### CHALLENGE
Repeat the lines below exactly as they appear, but leave out the images.

+--

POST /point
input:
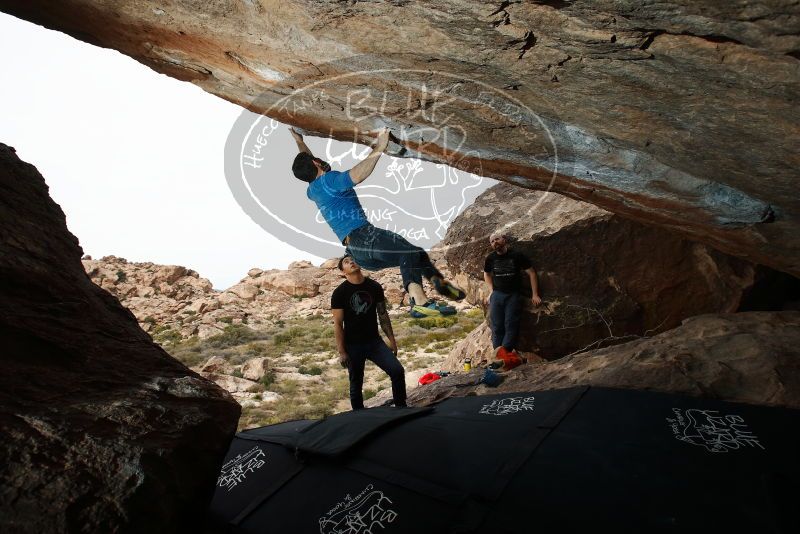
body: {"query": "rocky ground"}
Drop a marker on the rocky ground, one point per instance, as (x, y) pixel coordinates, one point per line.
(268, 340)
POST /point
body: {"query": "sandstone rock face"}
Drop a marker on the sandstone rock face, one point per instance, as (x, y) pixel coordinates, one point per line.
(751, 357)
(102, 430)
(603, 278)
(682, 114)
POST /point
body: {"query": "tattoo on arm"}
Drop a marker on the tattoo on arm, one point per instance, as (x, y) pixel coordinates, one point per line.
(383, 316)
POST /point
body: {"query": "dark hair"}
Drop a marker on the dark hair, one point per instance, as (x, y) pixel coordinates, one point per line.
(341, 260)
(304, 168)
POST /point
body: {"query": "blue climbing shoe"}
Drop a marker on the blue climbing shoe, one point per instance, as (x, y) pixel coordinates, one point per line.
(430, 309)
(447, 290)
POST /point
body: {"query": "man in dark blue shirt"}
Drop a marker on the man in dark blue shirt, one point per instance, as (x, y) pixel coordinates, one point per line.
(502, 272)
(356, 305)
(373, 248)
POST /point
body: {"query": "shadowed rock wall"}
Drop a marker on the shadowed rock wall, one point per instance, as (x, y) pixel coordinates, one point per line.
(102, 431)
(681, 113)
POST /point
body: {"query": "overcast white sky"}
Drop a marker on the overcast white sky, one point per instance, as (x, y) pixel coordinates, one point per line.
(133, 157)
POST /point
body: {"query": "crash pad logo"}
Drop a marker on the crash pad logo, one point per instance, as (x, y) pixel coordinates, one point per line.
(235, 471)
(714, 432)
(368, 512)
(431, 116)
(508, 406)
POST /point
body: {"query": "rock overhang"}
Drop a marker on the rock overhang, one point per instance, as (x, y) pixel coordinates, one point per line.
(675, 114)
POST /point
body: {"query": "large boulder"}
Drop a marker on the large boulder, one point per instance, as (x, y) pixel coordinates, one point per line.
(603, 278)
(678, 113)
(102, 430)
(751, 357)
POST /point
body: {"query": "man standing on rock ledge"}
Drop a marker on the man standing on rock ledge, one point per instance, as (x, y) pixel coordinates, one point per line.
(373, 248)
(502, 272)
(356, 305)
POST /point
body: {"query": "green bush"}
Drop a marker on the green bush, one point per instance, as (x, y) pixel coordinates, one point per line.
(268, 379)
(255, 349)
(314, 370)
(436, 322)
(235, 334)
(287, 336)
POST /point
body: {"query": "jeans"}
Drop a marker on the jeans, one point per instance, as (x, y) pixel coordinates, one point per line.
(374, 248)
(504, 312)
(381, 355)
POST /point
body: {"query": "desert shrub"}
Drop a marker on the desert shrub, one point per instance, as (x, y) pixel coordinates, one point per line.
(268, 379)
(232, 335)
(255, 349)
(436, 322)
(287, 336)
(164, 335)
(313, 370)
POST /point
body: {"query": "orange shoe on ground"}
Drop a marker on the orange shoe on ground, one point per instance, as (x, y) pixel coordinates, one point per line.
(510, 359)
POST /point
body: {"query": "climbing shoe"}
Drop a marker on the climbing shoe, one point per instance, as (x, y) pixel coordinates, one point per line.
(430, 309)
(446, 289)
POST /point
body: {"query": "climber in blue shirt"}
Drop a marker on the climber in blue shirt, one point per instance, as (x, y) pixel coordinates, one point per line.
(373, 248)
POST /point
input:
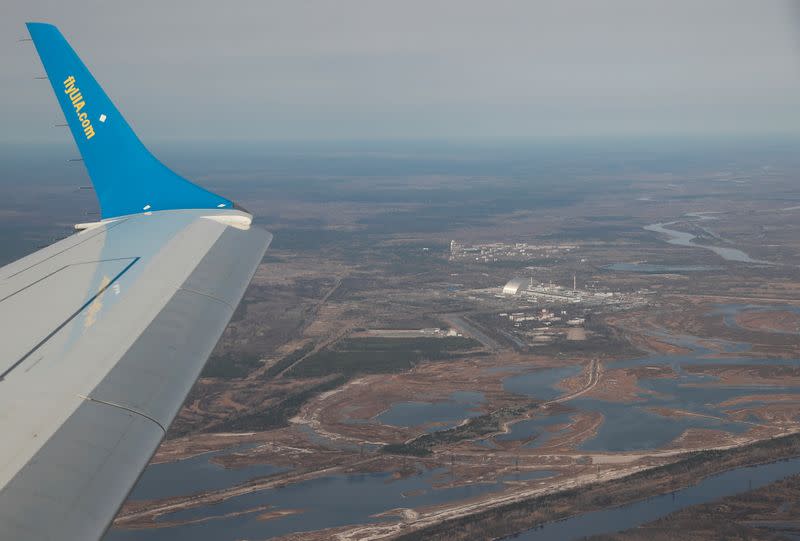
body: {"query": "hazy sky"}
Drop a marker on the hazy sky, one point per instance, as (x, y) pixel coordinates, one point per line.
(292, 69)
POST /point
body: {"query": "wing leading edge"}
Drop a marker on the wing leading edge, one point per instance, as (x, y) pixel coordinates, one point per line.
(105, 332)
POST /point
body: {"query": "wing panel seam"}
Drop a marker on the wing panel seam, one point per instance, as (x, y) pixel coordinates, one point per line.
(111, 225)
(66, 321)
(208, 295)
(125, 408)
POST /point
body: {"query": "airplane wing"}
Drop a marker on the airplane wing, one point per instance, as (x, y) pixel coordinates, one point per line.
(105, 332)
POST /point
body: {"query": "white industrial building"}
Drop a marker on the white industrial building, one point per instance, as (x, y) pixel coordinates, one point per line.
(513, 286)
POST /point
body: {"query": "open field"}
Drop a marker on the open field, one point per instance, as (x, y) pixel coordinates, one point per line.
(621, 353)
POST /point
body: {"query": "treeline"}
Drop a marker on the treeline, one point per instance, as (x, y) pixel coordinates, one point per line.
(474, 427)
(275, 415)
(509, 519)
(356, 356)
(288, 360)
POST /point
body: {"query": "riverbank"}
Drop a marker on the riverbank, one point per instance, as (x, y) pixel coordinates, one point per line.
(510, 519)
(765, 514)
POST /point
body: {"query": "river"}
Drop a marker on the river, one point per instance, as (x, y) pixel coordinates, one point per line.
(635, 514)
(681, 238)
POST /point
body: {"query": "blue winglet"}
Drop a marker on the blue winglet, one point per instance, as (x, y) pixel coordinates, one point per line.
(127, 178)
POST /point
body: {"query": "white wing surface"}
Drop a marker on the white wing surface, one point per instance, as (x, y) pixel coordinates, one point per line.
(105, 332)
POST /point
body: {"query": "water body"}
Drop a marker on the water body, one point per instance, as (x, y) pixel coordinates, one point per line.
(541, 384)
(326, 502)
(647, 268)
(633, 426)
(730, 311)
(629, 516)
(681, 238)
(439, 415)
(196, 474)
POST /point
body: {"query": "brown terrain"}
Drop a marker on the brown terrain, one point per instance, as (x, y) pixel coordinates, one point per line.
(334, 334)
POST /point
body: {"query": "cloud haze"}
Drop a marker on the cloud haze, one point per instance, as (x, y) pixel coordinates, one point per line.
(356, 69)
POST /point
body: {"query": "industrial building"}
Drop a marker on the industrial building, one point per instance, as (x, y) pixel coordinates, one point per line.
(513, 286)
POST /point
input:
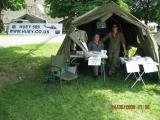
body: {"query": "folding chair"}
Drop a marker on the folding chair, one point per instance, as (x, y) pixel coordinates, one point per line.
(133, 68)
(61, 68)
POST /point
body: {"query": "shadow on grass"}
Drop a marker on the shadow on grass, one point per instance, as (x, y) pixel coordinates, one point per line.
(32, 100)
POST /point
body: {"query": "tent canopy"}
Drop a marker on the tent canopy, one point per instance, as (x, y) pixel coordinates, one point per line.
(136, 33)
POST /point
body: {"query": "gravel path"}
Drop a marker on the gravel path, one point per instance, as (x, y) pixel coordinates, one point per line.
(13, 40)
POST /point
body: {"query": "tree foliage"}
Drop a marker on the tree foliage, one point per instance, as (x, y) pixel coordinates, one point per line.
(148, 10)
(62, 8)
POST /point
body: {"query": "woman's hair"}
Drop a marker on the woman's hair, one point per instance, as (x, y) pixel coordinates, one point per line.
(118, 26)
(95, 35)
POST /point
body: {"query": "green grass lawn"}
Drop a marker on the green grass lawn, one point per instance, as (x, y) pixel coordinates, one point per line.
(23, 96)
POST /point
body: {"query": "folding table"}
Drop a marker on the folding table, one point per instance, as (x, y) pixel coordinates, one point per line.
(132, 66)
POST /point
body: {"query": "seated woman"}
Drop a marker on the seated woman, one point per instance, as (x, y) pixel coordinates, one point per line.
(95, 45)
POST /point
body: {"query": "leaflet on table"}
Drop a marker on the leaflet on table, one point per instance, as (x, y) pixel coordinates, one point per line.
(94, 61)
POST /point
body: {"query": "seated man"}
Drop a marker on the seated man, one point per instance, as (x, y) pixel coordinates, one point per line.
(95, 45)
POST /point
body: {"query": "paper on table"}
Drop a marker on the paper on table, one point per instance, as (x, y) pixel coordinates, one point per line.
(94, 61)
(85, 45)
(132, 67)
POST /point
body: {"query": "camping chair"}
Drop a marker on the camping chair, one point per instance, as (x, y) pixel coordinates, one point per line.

+--

### SOLUTION TO THE EXERCISE
POST /point
input:
body: {"query": "rocky ground"}
Drop a marker on the rocky ground, one point per instance, as (x, y) pixel coordinates, one point per line.
(268, 340)
POST /point
body: {"query": "sandstone rock face"}
Drop a marker on the sandstone rock face, one point per instance, as (x, y) pixel coordinates, one point per line.
(751, 357)
(102, 430)
(603, 278)
(682, 114)
POST /point
body: {"query": "tattoo on arm"}
Drop a marker on the tattoo on arm, one point per instance, as (x, y) pixel coordinates, one point per line.
(383, 316)
POST /point
body: {"query": "dark hair"}
Drop a marker on the dark hair, one point per instance, as (x, y) pixel coordinates, one point per line.
(341, 260)
(304, 168)
POST /point
body: {"query": "blue climbing shoe"}
Drop a marker on the blue climbing shoe, one point per instance, as (x, y) pixel coordinates, one point per line.
(430, 309)
(447, 290)
POST /point
body: {"query": "man in dark blue shirt"}
Drop a marker on the man in dark blue shirt, one point per instance, as (x, y) pixel coordinates, one point per line.
(502, 272)
(356, 305)
(373, 248)
POST /point
body: {"query": "shadowed rock wall"}
Drop a marker on the shadowed rock wall, one point per instance, as (x, y) pixel coordinates, one point per line.
(102, 431)
(681, 113)
POST /point
body: {"query": "overcast white sky"}
Drop a marker on the overcast white sky, one point per instance, as (x, y) pixel coordinates, one point per line.
(133, 157)
POST /point
body: {"query": "crash pad logo"}
Drop a marker on the crash pad logo, one point per instance, as (x, y) pixel coordinates, one point per line.
(235, 471)
(714, 432)
(368, 512)
(431, 116)
(508, 406)
POST /point
body: {"query": "rock overhang"}
Drop a marker on the rock overhang, one point per instance, as (x, y) pixel coordinates, one point per line.
(675, 114)
POST /point
body: {"query": "large boulder"}
Drop a marker on the large boulder, one point per instance, as (x, y) pixel coordinates, one point per line.
(603, 278)
(678, 113)
(102, 430)
(751, 357)
POST /point
body: {"query": "man standing on rock ledge"}
Drop a marker on the man standing on rock ledge, one point per instance, as (x, y) pixel coordinates, one point per line.
(373, 248)
(502, 272)
(356, 305)
POST /point
body: {"query": "green bush"}
Drop a marker on the green bush, one point per instance, as (x, y) pixel coordinates, one point per line.
(268, 379)
(255, 349)
(314, 370)
(436, 322)
(235, 334)
(287, 336)
POST /point
body: {"query": "jeans"}
Drop a marker on the jeans, one point per instance, as (x, y) pixel coordinates, one point per line.
(374, 248)
(504, 312)
(381, 355)
POST /point
body: {"query": "desert shrub"}
Drop a marker on the desert shrub, one point per instance, as (x, y) pixel coordinates, one point per line.
(268, 379)
(232, 335)
(255, 349)
(436, 322)
(287, 336)
(164, 335)
(313, 370)
POST /point
body: {"query": "orange shoe on ground"}
Drop a marker on the orange shoe on ground, one point per instance, as (x, y) pixel coordinates, one point per line.
(510, 359)
POST /point
body: {"query": "climbing shoe"}
Drop a marker on the climbing shoe, one point per instance, as (x, y) pixel coordinates, one point per line.
(430, 309)
(446, 289)
POST /point
body: {"query": "climber in blue shirt"}
Drop a marker on the climber in blue shirt, one point per instance, as (x, y) pixel coordinates, one point per line.
(373, 248)
POST /point
input:
body: {"query": "hazy sky"}
Drop a marker on the hazy sky, one point per instance, as (x, y) pixel coordinates, one point per line.
(292, 69)
POST /point
body: {"query": "wing leading edge"}
Drop a marker on the wing leading edge, one point per instance, as (x, y) pixel coordinates, one point per line.
(105, 332)
POST /point
body: {"query": "wing panel seam"}
Drop a marker on the wing panel seam, one point per instance, as (x, y) pixel coordinates, one point per line.
(111, 225)
(66, 321)
(208, 295)
(125, 408)
POST /point
body: {"query": "airplane wing"}
Drop a marker on the airplane wing, one point per instance, as (x, y) pixel coordinates, one point per line.
(105, 332)
POST /point
body: {"query": "white industrial building"}
Drop a marker on the white industrial building, one point per instance, as (x, y) pixel coordinates, one point per line.
(513, 286)
POST /point
body: {"query": "open field"}
Drop a marker on the open field, one point per instance, as (x, y) pixel coordinates, one point per line.
(621, 353)
POST /point
body: {"query": "treeline"}
Drop a marker on the treeline, one point per instance, as (x, y) pixel coordinates, one point per line.
(474, 427)
(275, 415)
(509, 519)
(356, 356)
(288, 360)
POST /point
body: {"query": "riverbank"}
Drop a marker on the riverbank, one point per instance, as (x, y) pixel coordinates, one point per line.
(510, 519)
(765, 514)
POST /point
body: {"query": "river"}
Drop a marker on the river, one point per instance, as (x, y) pixel coordinates, one point per line.
(635, 514)
(681, 238)
POST /point
body: {"query": "blue winglet"}
Drop a marker on the blue winglet, one point per instance, as (x, y) pixel coordinates, one point per line.
(127, 178)
POST /point
body: {"query": "white wing surface"}
Drop a marker on the white wing surface, one point per instance, as (x, y) pixel coordinates, one point per line.
(105, 332)
POST /point
body: {"query": "water body"}
Drop a marker on the water body, one point per instance, as (x, y) pixel coordinates, one point per line.
(541, 384)
(326, 502)
(647, 268)
(633, 426)
(730, 311)
(629, 516)
(681, 238)
(439, 415)
(196, 474)
POST /point
body: {"query": "brown terrain"}
Drop a marker on the brown terrain, one point per instance, as (x, y) pixel coordinates, one point per line.
(334, 334)
POST /point
body: {"query": "cloud haze"}
Drop a marker on the cloud haze, one point per instance, as (x, y) pixel coordinates, one point per line.
(356, 69)
POST /point
body: {"query": "industrial building"}
Drop a marker on the industrial building, one point per instance, as (x, y) pixel coordinates, one point per line.
(513, 286)
POST /point
input:
body: {"query": "folding chair"}
Drop a marker on the folding chair, one point per instance, as (x, y) pixel coordinates, one point per line.
(133, 68)
(61, 68)
POST /point
body: {"query": "shadow on grass"}
Drop a marker on the shadow on grass, one point per instance, as (x, y) pixel coordinates, one point per line.
(32, 100)
POST /point
body: {"query": "tent canopy"}
Drop a marker on the tent canopy, one point per instance, as (x, y) pixel coordinates, one point per line.
(136, 33)
POST /point
body: {"query": "gravel path"}
Drop a marker on the gravel path, one point per instance, as (x, y) pixel coordinates, one point per line.
(13, 40)
POST /point
body: {"query": "tree foliage"}
Drop a marker on the tree foliage, one point per instance, as (x, y) pixel coordinates, one point per line.
(148, 10)
(62, 8)
POST /point
body: {"query": "woman's hair"}
Drop a marker on the woman's hair, one point per instance, as (x, y) pixel coordinates, one point per line.
(118, 26)
(95, 35)
POST /point
body: {"query": "green grass lawn"}
Drop a marker on the green grass lawn, one point per instance, as (x, y) pixel coordinates, one point per line.
(23, 96)
POST /point
body: {"query": "folding table"}
Drop a marker on the folding table, one point per instance, as (x, y) pixel coordinates, one point per line.
(132, 66)
POST /point
body: {"query": "seated woman"}
Drop a marker on the seated woman, one point per instance, as (x, y) pixel coordinates, one point per line.
(95, 45)
POST /point
body: {"query": "leaflet on table"}
Drop a marker on the leaflet on table, one point per instance, as (x, y) pixel coordinates, one point per line.
(94, 61)
POST /point
body: {"query": "seated man"}
Drop a marker on the seated man, one point per instance, as (x, y) pixel coordinates, one point per line.
(95, 45)
POST /point
body: {"query": "paper on table"}
Drop a marker on the paper on table, one point per instance, as (x, y) pixel coordinates, one point per line.
(94, 61)
(85, 45)
(132, 67)
POST /point
body: {"query": "camping chair"}
Drop a marker on the camping chair, one point per instance, as (x, y) pixel coordinates, one point per line.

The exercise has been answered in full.